[[ DATA FOR PROCESSING, beginning ]]

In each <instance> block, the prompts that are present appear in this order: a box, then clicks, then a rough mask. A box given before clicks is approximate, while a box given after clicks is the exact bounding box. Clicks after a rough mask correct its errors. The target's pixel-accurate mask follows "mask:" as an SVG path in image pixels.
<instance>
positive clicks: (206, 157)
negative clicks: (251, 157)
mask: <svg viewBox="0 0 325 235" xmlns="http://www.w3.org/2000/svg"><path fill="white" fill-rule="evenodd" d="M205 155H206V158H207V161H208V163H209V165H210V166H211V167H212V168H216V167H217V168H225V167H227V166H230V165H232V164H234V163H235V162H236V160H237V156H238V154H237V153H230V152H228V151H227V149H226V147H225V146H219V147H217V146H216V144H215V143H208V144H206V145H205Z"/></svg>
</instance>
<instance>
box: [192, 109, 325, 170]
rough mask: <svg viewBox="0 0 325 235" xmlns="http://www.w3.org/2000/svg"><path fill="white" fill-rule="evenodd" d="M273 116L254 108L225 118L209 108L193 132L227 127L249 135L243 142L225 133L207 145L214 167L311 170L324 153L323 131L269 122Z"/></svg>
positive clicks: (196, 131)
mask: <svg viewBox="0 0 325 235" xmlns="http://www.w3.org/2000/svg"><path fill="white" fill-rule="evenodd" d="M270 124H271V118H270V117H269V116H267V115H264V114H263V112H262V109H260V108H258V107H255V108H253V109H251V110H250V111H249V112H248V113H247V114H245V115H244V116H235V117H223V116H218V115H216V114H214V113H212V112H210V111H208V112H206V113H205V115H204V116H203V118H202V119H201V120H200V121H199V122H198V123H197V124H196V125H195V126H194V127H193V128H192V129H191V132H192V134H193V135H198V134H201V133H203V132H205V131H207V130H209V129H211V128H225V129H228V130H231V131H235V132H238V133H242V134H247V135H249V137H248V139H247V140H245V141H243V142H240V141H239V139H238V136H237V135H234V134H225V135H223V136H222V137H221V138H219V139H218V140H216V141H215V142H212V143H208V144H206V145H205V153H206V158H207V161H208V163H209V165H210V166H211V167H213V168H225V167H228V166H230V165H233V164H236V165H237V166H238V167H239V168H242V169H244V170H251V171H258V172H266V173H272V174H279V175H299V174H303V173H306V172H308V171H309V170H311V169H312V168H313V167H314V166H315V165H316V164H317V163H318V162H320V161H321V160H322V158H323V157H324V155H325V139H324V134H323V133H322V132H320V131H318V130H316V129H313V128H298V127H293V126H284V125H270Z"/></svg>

[[ DATA FOR PROCESSING, end ]]

**WHAT YOU ARE ASKED TO DO:**
Set down exactly the lines from the start of the records to the line with "positive clicks: (206, 157)". Include that line, and add nothing more.

**TASK RESPONSE:**
In each <instance> block, the prompts that are present appear in this order: a box, then clicks, then a rough mask. A box given before clicks is approximate, while a box given after clicks is the exact bounding box. Clicks after a rough mask correct its errors. The target's pixel-accurate mask follows "mask:" as an SVG path in image pixels.
<instance>
positive clicks: (206, 157)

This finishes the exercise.